WHAT IS NEEDED:
Write out the stretch of the nature column below from "This week I" through "same topic. Classic." word for word.

STUDY TEXT:
[Start of Attachment]

Speaking of Nature: The grand deception of the northern mockingbird


For the Gazette

Published: 01-24-2023 4:03 PM

I have no idea how many photos exist in my personal collection, nor, I am afraid, will I ever know. I can say (definitively) that in the past 6 years I have taken exactly 104,308 photos, but that is where “exact” comes to a close. My records prior to 2017 are not exact. I do know that I have taken a minimum of 214,000 photos since 2011, but after that I really have no idea. I will conservatively estimate that my total number is somewhere around 400,000 since I started taking pictures in 1997.

The number of photos that I keep is far less than this, but if we estimate that I keep only 10 percent of them, that still leaves something like 40,000 in my files. A lot to keep track of! I do my best to categorize and file the photos in a database with enough information to be able to find them again, but there are still some photos that sit in obscurity, forgotten as the years have passed. This is why the occasional “rummage” through the collection is a good idea. Sometimes you find a treasure.

This week I share with you one such treasure; a photo that has languished in the quiet corners of my ever-growing collection for over a decade. I stumbled upon it while browsing for winter landscape photos and the moment I saw it I said, “Oh yeah, I remember you.” I figured that it must have been a long time since I might have used a photo from this particular collection, but when I checked I could find no record that any of the photos from this particular day had ever been used. It turns out that these photos were taken just a month after I had already published a column on the very same topic. Classic.

[End of Attachment]

EXTRACTED MATERIAL:
[Start of Attachment]

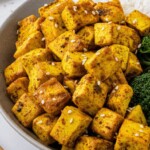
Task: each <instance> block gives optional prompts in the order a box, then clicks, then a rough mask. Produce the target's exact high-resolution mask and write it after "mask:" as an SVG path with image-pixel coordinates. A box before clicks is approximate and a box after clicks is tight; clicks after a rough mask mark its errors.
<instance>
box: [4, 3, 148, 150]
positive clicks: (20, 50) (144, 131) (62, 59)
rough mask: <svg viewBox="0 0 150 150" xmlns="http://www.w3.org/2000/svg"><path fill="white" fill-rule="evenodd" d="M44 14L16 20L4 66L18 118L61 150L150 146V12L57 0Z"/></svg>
mask: <svg viewBox="0 0 150 150" xmlns="http://www.w3.org/2000/svg"><path fill="white" fill-rule="evenodd" d="M39 15H40V17H38V18H37V17H36V16H34V15H30V16H28V17H26V18H24V19H23V20H21V21H20V22H18V25H19V28H18V30H17V33H18V39H17V42H16V51H15V53H14V58H15V61H14V62H13V63H12V64H10V65H9V66H8V67H7V68H6V69H5V72H4V74H5V78H6V84H7V93H8V95H9V96H10V98H11V100H12V101H13V102H14V106H13V108H12V112H13V113H14V115H15V116H16V118H17V119H18V120H19V121H20V122H21V124H22V125H23V126H25V127H27V128H29V129H32V131H33V132H34V133H35V134H36V135H37V136H38V137H39V139H40V140H41V141H42V142H43V143H44V144H46V145H51V146H52V147H53V145H55V144H54V143H56V145H59V144H61V146H62V147H61V149H62V150H73V149H75V150H84V149H86V150H94V149H97V150H111V149H112V150H113V149H115V150H123V149H129V150H133V149H137V150H140V149H143V150H149V145H150V128H149V127H148V123H149V125H150V109H149V108H150V92H149V91H150V72H145V70H146V69H145V68H147V66H145V63H143V62H145V61H143V59H144V60H145V59H146V61H149V60H150V57H149V56H150V55H149V52H150V49H149V48H150V46H148V43H150V38H149V35H150V18H149V17H148V16H146V15H144V14H142V13H141V12H139V11H138V10H134V11H133V12H131V13H130V14H129V15H127V16H125V15H124V12H123V9H122V6H121V4H120V2H119V0H111V1H109V2H99V3H94V2H93V1H92V0H79V1H78V2H77V3H74V2H73V1H72V0H67V1H66V0H57V1H55V2H53V3H50V4H45V5H44V6H42V7H41V8H39ZM147 48H148V49H147ZM146 53H148V55H147V54H146ZM143 55H144V56H143ZM141 64H142V66H141ZM148 64H149V63H148ZM143 65H144V66H143ZM143 70H144V73H143ZM130 105H131V106H132V107H129V106H130ZM144 113H145V114H144ZM147 122H148V123H147ZM58 143H59V144H58ZM59 149H60V148H59Z"/></svg>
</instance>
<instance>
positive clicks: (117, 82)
mask: <svg viewBox="0 0 150 150" xmlns="http://www.w3.org/2000/svg"><path fill="white" fill-rule="evenodd" d="M104 83H106V84H107V85H108V88H109V92H110V91H111V90H112V89H113V88H115V86H116V85H118V84H128V82H127V80H126V78H125V75H124V73H123V71H122V69H121V68H119V69H118V70H117V71H116V72H115V73H114V74H113V75H112V76H110V77H109V78H108V79H106V80H105V81H104Z"/></svg>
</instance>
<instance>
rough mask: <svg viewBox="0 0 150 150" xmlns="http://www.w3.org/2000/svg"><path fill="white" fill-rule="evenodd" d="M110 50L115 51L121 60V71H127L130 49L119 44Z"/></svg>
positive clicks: (115, 54) (113, 44)
mask: <svg viewBox="0 0 150 150" xmlns="http://www.w3.org/2000/svg"><path fill="white" fill-rule="evenodd" d="M110 48H111V50H112V51H113V53H114V55H115V56H116V57H117V58H118V59H119V60H121V69H122V70H123V71H125V70H126V68H127V63H128V58H129V52H130V49H129V48H128V47H126V46H123V45H119V44H113V45H111V46H110Z"/></svg>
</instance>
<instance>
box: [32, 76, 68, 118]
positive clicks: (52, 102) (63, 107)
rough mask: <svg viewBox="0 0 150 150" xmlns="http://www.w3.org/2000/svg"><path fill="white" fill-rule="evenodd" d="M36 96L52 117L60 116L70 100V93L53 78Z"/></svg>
mask: <svg viewBox="0 0 150 150" xmlns="http://www.w3.org/2000/svg"><path fill="white" fill-rule="evenodd" d="M34 95H35V97H36V98H37V100H38V101H39V103H40V105H41V107H42V108H43V109H44V110H45V111H46V112H47V113H49V114H51V115H58V114H59V113H60V112H61V110H62V109H63V108H64V107H65V105H66V103H67V102H68V101H69V99H70V94H69V92H68V91H67V90H66V89H65V88H64V87H63V86H62V85H61V84H60V83H59V82H58V81H57V79H56V78H51V79H49V80H48V81H46V82H45V83H43V84H42V85H41V86H40V87H39V88H38V89H37V91H36V92H35V93H34Z"/></svg>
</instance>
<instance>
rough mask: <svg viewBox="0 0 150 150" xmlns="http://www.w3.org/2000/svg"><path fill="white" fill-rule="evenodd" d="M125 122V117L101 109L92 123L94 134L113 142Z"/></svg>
mask: <svg viewBox="0 0 150 150" xmlns="http://www.w3.org/2000/svg"><path fill="white" fill-rule="evenodd" d="M122 122H123V117H122V116H121V115H119V114H117V113H116V112H113V111H112V110H109V109H108V108H102V109H100V110H99V111H98V112H97V114H96V115H95V117H94V119H93V122H92V126H91V127H92V130H93V132H95V133H97V134H98V135H100V136H101V137H102V138H104V139H106V140H110V141H113V140H114V138H115V135H116V133H117V131H118V129H119V128H120V126H121V124H122Z"/></svg>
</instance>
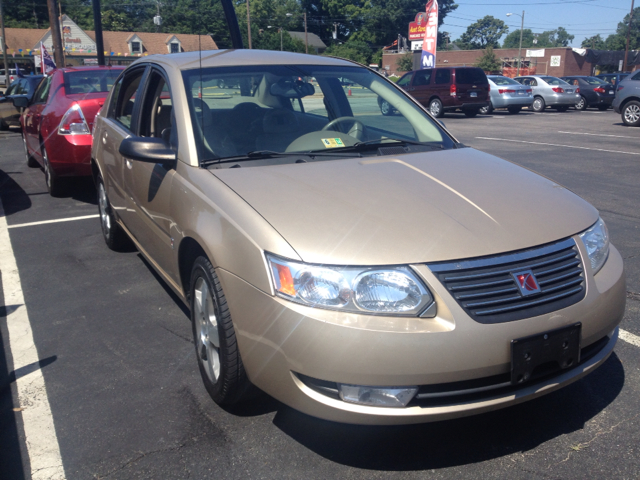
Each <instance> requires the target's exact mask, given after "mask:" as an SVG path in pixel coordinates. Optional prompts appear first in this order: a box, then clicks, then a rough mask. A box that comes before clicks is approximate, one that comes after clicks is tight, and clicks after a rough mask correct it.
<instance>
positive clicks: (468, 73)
mask: <svg viewBox="0 0 640 480" xmlns="http://www.w3.org/2000/svg"><path fill="white" fill-rule="evenodd" d="M456 84H458V85H471V84H473V85H486V84H487V76H486V75H485V74H484V72H483V71H482V69H480V68H456Z"/></svg>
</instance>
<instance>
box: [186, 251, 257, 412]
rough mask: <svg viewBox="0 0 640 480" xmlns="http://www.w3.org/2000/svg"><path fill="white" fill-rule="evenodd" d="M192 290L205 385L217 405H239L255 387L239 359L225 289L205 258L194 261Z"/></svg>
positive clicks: (198, 340)
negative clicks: (227, 302) (222, 286)
mask: <svg viewBox="0 0 640 480" xmlns="http://www.w3.org/2000/svg"><path fill="white" fill-rule="evenodd" d="M189 291H190V292H189V293H190V295H189V297H190V298H189V300H190V302H189V303H190V306H191V324H192V331H193V340H194V344H195V348H196V357H197V359H198V368H199V370H200V375H201V376H202V381H203V382H204V386H205V388H206V389H207V392H209V395H210V396H211V398H212V399H213V401H214V402H216V403H217V404H219V405H232V404H235V403H238V402H240V401H242V400H244V399H246V398H247V397H248V395H247V394H248V393H250V392H251V391H252V384H251V382H250V381H249V379H248V378H247V374H246V372H245V370H244V365H243V364H242V359H241V358H240V351H239V350H238V342H237V340H236V334H235V330H234V328H233V321H232V320H231V314H230V313H229V308H228V306H227V300H226V299H225V296H224V293H223V291H222V286H221V285H220V281H219V280H218V277H217V275H216V273H215V270H214V269H213V265H211V262H209V260H208V259H207V258H206V257H198V258H197V259H196V261H195V262H194V264H193V268H192V270H191V282H190V284H189ZM214 323H215V325H214ZM216 337H217V338H216ZM216 342H217V343H218V345H217V346H216V345H215V343H216ZM216 356H217V363H216V358H215V357H216ZM216 368H217V373H216Z"/></svg>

[End of Attachment]

YOUR RESPONSE:
This week I share with you one such treasure; a photo that has languished in the quiet corners of my ever-growing collection for over a decade. I stumbled upon it while browsing for winter landscape photos and the moment I saw it I said, “Oh yeah, I remember you.” I figured that it must have been a long time since I might have used a photo from this particular collection, but when I checked I could find no record that any of the photos from this particular day had ever been used. It turns out that these photos were taken just a month after I had already published a column on the very same topic. Classic.